• [TASK ITEM] Everything from the first line of the records to the line containing "Guideline: one keypoint for each instance of the utility", inclusive, is to be extracted exactly, and nothing more.

(THE DATA Opens)

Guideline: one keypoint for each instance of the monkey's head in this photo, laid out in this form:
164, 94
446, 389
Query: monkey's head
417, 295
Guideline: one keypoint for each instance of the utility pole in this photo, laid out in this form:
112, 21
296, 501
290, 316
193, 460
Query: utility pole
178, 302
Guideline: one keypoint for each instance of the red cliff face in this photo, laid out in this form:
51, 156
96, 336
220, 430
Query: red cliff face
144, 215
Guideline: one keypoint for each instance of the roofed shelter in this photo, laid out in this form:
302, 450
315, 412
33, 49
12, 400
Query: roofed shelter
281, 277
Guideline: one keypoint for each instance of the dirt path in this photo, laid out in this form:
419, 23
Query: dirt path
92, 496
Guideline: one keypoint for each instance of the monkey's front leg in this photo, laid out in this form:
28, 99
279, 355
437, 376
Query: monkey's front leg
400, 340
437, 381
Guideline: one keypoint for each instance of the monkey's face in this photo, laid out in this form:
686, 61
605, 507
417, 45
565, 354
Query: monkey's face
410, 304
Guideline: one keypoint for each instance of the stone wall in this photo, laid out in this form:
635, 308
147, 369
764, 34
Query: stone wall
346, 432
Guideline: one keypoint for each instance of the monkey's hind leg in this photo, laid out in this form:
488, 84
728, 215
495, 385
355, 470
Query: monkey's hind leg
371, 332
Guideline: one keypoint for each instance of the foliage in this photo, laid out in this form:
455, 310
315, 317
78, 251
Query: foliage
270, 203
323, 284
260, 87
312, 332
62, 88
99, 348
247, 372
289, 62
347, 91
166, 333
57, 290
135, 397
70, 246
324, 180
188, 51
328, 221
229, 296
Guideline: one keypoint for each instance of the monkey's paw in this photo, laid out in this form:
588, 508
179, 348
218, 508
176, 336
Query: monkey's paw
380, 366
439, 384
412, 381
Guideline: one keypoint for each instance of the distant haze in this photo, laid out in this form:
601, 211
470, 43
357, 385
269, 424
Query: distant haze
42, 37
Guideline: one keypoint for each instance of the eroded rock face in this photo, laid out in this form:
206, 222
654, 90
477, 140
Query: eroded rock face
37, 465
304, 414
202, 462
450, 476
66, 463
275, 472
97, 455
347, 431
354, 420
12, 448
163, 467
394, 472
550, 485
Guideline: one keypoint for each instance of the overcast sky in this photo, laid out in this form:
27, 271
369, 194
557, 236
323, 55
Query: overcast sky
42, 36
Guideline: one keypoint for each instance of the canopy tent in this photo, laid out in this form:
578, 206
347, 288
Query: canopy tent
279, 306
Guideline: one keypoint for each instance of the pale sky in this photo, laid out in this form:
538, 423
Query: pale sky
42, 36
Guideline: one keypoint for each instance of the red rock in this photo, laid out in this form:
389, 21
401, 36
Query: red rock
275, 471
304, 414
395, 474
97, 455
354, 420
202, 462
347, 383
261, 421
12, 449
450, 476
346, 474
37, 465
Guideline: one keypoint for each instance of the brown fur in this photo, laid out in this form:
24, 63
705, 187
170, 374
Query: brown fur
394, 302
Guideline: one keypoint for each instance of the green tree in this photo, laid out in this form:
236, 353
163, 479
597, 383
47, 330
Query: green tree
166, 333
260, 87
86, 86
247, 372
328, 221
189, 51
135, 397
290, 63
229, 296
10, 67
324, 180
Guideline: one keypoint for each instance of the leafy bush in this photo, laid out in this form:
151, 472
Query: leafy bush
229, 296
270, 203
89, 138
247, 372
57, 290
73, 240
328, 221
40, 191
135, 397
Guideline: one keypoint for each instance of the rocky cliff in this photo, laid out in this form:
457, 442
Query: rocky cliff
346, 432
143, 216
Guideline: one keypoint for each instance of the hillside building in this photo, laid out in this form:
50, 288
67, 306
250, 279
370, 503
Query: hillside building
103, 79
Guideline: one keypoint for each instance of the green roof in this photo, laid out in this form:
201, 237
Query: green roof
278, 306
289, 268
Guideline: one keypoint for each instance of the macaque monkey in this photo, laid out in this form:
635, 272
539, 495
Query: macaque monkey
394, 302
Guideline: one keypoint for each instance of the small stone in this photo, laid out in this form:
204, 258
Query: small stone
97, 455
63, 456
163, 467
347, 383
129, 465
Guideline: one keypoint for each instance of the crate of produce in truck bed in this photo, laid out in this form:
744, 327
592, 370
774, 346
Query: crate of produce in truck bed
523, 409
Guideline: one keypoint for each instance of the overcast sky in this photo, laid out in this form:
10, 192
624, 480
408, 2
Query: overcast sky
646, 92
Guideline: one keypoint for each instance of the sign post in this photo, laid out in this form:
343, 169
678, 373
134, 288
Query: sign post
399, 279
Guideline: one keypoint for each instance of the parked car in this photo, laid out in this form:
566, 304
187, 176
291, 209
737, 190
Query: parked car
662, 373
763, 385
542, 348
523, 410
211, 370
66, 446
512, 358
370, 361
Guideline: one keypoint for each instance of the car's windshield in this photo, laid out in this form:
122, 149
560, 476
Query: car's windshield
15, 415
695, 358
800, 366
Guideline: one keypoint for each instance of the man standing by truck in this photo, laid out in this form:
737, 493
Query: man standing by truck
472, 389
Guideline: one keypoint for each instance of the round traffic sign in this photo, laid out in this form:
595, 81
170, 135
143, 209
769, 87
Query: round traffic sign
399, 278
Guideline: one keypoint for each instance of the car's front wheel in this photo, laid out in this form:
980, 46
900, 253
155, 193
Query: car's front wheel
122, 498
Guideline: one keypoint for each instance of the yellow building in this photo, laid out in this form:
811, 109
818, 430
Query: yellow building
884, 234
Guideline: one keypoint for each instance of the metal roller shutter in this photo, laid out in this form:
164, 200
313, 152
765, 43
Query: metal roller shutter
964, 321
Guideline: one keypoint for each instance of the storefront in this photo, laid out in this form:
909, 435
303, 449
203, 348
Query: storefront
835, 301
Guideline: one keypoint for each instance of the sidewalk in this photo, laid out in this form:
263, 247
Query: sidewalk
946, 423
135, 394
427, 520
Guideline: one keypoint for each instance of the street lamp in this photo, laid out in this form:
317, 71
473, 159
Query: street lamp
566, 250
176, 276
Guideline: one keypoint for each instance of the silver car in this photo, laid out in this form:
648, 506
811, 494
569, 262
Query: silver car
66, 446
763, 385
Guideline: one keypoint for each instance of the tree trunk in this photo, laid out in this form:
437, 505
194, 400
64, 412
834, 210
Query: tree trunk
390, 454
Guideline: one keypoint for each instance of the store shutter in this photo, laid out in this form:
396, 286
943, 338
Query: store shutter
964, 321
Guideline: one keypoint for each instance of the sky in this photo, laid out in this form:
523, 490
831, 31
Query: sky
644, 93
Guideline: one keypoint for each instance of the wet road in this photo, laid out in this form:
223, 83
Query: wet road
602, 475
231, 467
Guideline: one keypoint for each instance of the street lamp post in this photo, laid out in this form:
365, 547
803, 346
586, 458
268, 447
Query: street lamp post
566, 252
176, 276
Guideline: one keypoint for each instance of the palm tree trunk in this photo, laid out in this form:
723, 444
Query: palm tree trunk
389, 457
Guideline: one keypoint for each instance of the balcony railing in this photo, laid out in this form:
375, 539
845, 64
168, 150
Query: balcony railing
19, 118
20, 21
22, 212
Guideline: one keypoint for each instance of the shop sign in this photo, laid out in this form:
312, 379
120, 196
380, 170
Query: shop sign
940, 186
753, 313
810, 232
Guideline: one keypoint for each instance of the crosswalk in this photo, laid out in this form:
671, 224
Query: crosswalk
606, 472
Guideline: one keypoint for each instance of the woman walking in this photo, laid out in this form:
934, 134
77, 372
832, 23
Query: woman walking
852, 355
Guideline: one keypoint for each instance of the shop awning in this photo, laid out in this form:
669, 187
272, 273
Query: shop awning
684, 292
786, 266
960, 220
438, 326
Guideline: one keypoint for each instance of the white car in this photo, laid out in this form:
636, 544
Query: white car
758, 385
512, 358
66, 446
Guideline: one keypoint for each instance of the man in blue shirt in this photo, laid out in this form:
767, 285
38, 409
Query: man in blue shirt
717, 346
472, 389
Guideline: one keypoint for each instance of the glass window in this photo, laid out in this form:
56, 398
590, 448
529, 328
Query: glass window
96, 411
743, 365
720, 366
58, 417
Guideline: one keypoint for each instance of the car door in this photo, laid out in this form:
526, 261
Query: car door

(THE DATA Closes)

• [SOLUTION TO THE EXERCISE]
Guideline: one keypoint for each instance of the monkey's head in this photo, laid out in this form:
164, 94
446, 389
Query: monkey's head
417, 295
Guideline: one keypoint for each instance of the utility pole in this photo, laid out in this form:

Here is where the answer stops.